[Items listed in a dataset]
-- Start --
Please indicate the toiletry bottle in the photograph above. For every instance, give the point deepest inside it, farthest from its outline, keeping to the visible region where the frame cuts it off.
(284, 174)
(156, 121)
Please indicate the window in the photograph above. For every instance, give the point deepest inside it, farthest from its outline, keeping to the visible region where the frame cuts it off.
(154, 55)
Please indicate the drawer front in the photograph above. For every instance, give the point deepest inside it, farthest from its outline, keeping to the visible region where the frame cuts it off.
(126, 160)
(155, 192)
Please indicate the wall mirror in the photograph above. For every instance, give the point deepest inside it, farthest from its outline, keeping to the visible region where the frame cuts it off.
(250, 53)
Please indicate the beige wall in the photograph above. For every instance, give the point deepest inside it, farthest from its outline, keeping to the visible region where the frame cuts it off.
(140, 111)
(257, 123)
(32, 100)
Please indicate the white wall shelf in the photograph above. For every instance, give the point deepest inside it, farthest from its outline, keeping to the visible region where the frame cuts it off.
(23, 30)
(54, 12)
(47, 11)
-- End --
Return every one of the records above word for word, changing nothing.

Please indicate the toiletry bottle in the photograph above. For every instance, give the point deepest inside it, farthest from its outline, keeping to the visible region where the frame cuts it off.
(284, 174)
(156, 121)
Please indicate the window in the photograph above. For every instance, give the point deepest inside it, farthest from its outline, keeping to the visible region where the frame cuts it off.
(154, 55)
Please indicate the drawer front in the photograph above. For every instance, give the point deepest inside it, farthest from its outline, keeping to the visible region where the frame cuts it off.
(126, 160)
(155, 192)
Please indicate the wall mirror in the photograph above. For every instance, give the point deepest inside it, farthest from its outline, keeping to the visible region where the frame cuts it off.
(250, 53)
Please indicate the beige wall in the photograph above. For every instance, give the point deepest inside it, farthest from its outline, keeping to the visible region where the frame cuts it off.
(140, 111)
(257, 123)
(32, 100)
Please indicate the white wall shelf in the photograph above. For every instance, give the point deepest inside it, farthest from its outline, keeping to the visible region where the frame cuts it off.
(23, 30)
(54, 12)
(47, 11)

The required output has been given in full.